*PROBLEM DETAILS:*
The answer is to be an exact copy of the lines below running from the line with "find the carved stone relief" down to the line with "find the stone pedestal", both ends included, and nothing more.

Stored data entries:
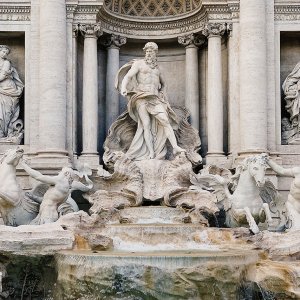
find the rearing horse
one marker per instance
(245, 205)
(16, 207)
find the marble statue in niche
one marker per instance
(293, 201)
(47, 201)
(11, 88)
(149, 128)
(291, 88)
(144, 86)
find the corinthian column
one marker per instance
(214, 32)
(253, 76)
(191, 43)
(52, 78)
(91, 32)
(113, 43)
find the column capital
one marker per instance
(229, 28)
(214, 29)
(191, 40)
(90, 30)
(75, 30)
(114, 41)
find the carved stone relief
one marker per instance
(291, 127)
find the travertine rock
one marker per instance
(31, 239)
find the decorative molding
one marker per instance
(75, 30)
(190, 40)
(90, 30)
(214, 29)
(114, 40)
(87, 13)
(152, 29)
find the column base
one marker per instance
(91, 159)
(50, 160)
(219, 160)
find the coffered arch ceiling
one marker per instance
(162, 19)
(151, 8)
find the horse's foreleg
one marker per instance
(252, 224)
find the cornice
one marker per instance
(14, 13)
(284, 12)
(152, 29)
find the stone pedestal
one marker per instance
(191, 43)
(113, 43)
(253, 77)
(52, 78)
(214, 32)
(90, 91)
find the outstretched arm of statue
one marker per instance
(280, 170)
(163, 85)
(132, 72)
(76, 185)
(5, 70)
(37, 175)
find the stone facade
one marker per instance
(230, 59)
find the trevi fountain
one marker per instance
(149, 149)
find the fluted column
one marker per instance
(91, 32)
(52, 77)
(253, 76)
(214, 32)
(191, 43)
(74, 88)
(233, 89)
(113, 43)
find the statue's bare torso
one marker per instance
(148, 78)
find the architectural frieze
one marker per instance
(14, 13)
(214, 29)
(287, 12)
(90, 30)
(113, 24)
(190, 40)
(114, 40)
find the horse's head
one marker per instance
(12, 156)
(257, 168)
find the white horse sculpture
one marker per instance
(16, 207)
(245, 206)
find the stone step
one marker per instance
(164, 237)
(171, 275)
(150, 215)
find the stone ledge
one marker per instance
(35, 239)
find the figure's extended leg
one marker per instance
(252, 224)
(267, 212)
(169, 132)
(146, 122)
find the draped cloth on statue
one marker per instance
(155, 106)
(291, 87)
(11, 88)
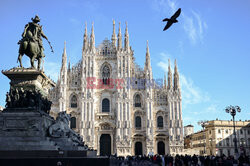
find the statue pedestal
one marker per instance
(29, 79)
(25, 123)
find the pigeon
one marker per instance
(172, 19)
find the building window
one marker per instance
(242, 142)
(220, 144)
(137, 100)
(105, 74)
(159, 121)
(137, 122)
(72, 122)
(227, 141)
(73, 101)
(105, 105)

*TASK OUTPUT:*
find the carved stone relief
one marker per instance
(291, 127)
find the travertine rock
one marker per instance
(31, 239)
find the decorative molding
one marker per instance
(75, 30)
(190, 40)
(90, 30)
(214, 29)
(114, 40)
(87, 13)
(152, 29)
find the column base
one marker per instance
(91, 159)
(50, 160)
(219, 160)
find the coffered arch ceiling
one marker per instance
(162, 19)
(151, 8)
find the horse's foreleg
one marker per instance
(252, 224)
find the cornice
one marker per instance
(14, 13)
(284, 12)
(152, 29)
find the stone pedestal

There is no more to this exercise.